(Point labeling examples)
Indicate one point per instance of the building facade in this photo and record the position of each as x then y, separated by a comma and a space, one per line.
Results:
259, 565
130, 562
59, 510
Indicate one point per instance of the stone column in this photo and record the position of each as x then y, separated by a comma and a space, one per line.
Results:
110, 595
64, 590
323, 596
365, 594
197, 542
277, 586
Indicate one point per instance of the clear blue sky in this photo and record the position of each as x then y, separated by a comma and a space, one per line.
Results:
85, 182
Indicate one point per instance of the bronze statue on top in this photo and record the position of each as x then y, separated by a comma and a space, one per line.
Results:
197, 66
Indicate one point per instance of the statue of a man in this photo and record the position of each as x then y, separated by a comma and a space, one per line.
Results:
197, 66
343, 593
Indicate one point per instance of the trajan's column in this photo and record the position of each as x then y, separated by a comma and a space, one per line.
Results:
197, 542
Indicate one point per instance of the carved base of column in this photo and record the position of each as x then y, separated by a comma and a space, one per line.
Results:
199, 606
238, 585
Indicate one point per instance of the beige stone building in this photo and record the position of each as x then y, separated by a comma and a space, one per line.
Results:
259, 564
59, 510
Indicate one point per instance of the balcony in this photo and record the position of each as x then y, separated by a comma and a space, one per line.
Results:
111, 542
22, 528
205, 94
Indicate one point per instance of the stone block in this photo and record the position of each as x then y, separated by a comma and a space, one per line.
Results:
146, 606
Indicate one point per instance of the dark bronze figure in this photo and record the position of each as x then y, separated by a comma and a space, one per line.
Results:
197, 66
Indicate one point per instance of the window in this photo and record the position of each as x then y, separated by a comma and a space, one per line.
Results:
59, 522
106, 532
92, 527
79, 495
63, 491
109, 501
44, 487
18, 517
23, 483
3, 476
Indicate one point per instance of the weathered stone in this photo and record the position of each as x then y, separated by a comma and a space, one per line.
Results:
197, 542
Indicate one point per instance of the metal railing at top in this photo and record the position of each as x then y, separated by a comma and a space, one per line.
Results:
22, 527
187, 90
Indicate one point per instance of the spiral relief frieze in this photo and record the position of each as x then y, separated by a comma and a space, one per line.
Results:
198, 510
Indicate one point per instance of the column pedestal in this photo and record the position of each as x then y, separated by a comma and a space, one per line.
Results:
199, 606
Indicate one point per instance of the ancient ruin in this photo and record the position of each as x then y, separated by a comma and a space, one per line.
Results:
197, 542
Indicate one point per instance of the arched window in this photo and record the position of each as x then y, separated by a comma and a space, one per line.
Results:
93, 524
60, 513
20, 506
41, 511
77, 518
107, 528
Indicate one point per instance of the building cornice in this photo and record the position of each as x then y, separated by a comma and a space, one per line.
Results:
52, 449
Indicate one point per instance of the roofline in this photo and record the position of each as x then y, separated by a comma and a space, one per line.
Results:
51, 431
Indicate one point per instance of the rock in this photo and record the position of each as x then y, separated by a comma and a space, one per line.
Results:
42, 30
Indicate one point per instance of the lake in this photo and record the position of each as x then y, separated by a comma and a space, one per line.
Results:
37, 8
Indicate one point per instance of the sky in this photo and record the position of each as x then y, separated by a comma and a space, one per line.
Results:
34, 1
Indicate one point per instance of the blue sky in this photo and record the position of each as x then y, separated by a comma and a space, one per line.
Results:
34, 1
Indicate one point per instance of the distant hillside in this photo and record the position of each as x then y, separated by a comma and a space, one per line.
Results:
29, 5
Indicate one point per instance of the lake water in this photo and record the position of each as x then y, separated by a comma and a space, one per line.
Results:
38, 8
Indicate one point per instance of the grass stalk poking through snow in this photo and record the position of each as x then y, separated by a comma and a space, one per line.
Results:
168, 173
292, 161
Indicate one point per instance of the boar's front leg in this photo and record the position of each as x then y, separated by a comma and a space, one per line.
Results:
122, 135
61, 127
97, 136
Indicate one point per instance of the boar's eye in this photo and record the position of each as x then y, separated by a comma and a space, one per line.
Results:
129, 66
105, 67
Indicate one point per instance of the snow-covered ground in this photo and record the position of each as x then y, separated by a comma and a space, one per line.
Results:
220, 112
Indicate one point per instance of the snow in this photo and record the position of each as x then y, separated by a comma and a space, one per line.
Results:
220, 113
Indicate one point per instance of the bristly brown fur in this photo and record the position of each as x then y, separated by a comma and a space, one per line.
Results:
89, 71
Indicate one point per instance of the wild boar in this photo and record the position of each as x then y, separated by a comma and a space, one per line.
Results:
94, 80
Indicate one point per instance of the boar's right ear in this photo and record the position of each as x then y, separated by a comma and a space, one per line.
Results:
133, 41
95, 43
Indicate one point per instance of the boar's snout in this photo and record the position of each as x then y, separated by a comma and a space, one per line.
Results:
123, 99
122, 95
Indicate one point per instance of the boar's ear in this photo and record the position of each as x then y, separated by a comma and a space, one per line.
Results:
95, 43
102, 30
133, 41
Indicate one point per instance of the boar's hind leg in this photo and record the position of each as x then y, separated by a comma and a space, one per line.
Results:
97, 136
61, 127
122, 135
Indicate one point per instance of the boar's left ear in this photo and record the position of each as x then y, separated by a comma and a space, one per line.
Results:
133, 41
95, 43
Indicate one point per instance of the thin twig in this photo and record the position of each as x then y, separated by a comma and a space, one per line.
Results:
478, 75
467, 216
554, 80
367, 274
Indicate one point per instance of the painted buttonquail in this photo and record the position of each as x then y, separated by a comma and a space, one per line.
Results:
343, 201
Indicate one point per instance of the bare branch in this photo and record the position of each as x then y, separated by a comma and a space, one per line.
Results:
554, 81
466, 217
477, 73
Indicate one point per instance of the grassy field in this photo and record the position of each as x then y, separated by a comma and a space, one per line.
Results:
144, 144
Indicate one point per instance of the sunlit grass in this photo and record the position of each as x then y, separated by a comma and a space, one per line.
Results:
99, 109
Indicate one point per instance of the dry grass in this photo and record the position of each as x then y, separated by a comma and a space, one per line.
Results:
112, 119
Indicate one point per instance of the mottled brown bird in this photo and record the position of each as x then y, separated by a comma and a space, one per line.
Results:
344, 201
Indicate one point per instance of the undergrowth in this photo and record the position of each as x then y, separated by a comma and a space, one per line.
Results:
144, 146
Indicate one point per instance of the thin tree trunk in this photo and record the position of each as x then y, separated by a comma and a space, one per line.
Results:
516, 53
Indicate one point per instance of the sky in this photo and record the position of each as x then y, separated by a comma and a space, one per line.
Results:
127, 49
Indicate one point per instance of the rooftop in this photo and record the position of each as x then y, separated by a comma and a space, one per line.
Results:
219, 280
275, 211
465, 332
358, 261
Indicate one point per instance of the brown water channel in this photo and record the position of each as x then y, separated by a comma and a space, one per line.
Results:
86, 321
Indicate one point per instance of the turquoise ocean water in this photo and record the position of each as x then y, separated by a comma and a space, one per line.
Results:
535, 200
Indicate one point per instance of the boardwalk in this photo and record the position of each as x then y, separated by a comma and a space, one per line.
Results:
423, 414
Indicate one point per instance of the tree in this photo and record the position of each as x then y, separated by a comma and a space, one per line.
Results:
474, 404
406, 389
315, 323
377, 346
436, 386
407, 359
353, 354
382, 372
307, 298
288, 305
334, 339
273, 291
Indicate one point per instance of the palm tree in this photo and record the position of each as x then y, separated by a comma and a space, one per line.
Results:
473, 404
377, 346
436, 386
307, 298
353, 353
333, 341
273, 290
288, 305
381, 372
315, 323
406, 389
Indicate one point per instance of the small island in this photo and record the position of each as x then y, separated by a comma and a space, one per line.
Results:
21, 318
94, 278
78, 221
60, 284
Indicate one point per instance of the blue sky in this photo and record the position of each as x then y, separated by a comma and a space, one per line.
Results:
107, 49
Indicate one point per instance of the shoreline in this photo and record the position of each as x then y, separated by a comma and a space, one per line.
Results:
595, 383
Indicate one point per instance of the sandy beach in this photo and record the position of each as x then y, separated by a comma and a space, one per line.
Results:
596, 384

WHAT THIS TASK INVOLVES
Each line from the one containing "Indicate one point per instance of the small" to the end of the listing above should be copied exactly, and nothing else.

RESULT
Indicate one point per instance of the small island in this photo and record the position of each as x then y, separated by a comma and a space, one per line.
Results:
21, 318
94, 278
78, 221
60, 284
Indicate one point per instance of the blue sky in this photo and record the position of each as x then y, separated by a comma and a space, one per line.
Results:
107, 49
Indicate one point per instance of the shoreline in this photo and record the position of each as x then y, separated by a comma and a space, one per line.
Results:
595, 383
Indicate one point per instance of the sandy beach in this photo and record the position of each as x then y, separated by a comma and a space, one per line.
Results:
596, 384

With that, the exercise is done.